Paylaş
Görüyorum ki, bu köşeyi okuya okuya hem Güzin Abla olmanın zorluğunu gördüler hem de benim ağzımdan, benim tarzımda cevap vermeyi öğrendiler. Çünkü köşeme alabildiğim yorumlara tamamen katılıyorum. Ellerinize sağlık sevgili okurlarım.
Çocuğu başından atmak istiyor
Sevgili Güzin Hanım, köşenizi hep takip eder, zaman zaman da size bir şeyler yazmak isterim. “Her işte bir hayır var” rumuzlu hanımın yazdıklarını okuduğumda, ilk kez “Artık mutlaka yazmalıyım” dedim.
Ynsan yuvasını dağıtmamak için her türlü fedakârlığı yapabilir, bu konuda bir diyeceğim yok. Ama eşinin diğer hanımdan olan çocuğu için düşündükleri kanımı dondurdu. Diyor ki; “O çocuğu tabii ki kabul edeceğiz ama önce yuvaya vereceğiz, çünkü ben bakamam. Ancak 4-5 yaşına gelince yanımıza alacağız.”
Bir bebeğin sevgiye, sıcaklığa en çok ihtiyacı olduğu çağda bir çocuk yuvasında kalmasının ne demek olduğunu bu hanım ya bilmiyor ya da önemsemiyor. Sonra yanlarına alırlarmış! Beni güldürmesin lütfen. O bebek yeterince yaralanmış olacak zaten. Sonra da “Bu ne kadar arsız, yaramaz bir çocuk” diyecek ve onu başından atmaya bakacak.

· · · ·

**Yazılı Görev a:** Kayıtların en başından başlayıp "column 354, row 167" geçen satıra kadar, o satır da dahil, bütün satırları hiç değiştirmeden yeniden yazın. Resimleri cevaba koymayın.

· · · ·

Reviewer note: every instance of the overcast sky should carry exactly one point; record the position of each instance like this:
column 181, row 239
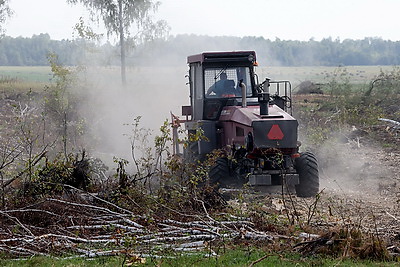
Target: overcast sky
column 284, row 19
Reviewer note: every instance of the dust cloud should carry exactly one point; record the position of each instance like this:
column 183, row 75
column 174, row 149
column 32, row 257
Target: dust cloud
column 151, row 92
column 354, row 167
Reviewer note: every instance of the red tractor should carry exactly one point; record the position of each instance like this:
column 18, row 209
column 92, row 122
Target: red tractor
column 250, row 122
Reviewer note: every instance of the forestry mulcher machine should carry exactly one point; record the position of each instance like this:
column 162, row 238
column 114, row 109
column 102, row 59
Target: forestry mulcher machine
column 250, row 122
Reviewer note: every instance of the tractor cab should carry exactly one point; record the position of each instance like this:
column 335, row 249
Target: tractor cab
column 217, row 79
column 249, row 122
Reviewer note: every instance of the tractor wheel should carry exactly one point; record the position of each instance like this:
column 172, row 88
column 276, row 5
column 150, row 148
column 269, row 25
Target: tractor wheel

· · · ·

**Yazılı Görev b:** Güzin Abla köşesindeki yazıyı, gösterilen son cümleden sonra kaldığı yerden devam ettirin.

**Beklenen Cevap a:**
Reviewer note: every instance of the overcast sky should carry exactly one point; record the position of each instance like this:
column 181, row 239
Target: overcast sky
column 284, row 19
Reviewer note: every instance of the dust cloud should carry exactly one point; record the position of each instance like this:
column 183, row 75
column 174, row 149
column 32, row 257
Target: dust cloud
column 151, row 92
column 354, row 167

**Beklenen Cevap b:**
Öyle görünüyor ki çocuklarına yaşatmak istemediği üvey anneliğe iyi bir aday. Bugüne kadar kendi çocuklarına nasıl baktıysa, o bebeğe de bakabilir. Ya da bebek mutlaka annede kalmalı. Kocası maddi-manevi elinden geleni yapmalı. Diğer kadın kötü niyetli, kurnaz biri olabilir ama o bebeğin suçu ne?
-Rumuz: Dumanlı dağlar
Bu adamla tekrar evlenmemeli
Güzin Abla, size yazan kadın, kocası tarafından başka biri için terk ediliyor. Adamın birlikte olduğu kadın hamile kalıyor. Bu kadın ise daha çok ikinci kadını suçluyor. Acaba kendi kocasının hiç mi suçu yok?
Yanlış anlamayın, bunu ikinci kadını koruma maksadıyla yazmıyorum. Elbette o kadın da suçlu. Ama bu adama güvenip tekrar nasıl barışmayı düşünüyor?
Yakınlarımdan bir hanımın başına benzer bir olay gelmişti. Kocasıyla boşandılar, adam başka bir kadınla birlikteliğinden çocuk yaptı, daha sonra da boşandığı karısına döndü. Diğer kadından olan çocuğa da karısı baktı.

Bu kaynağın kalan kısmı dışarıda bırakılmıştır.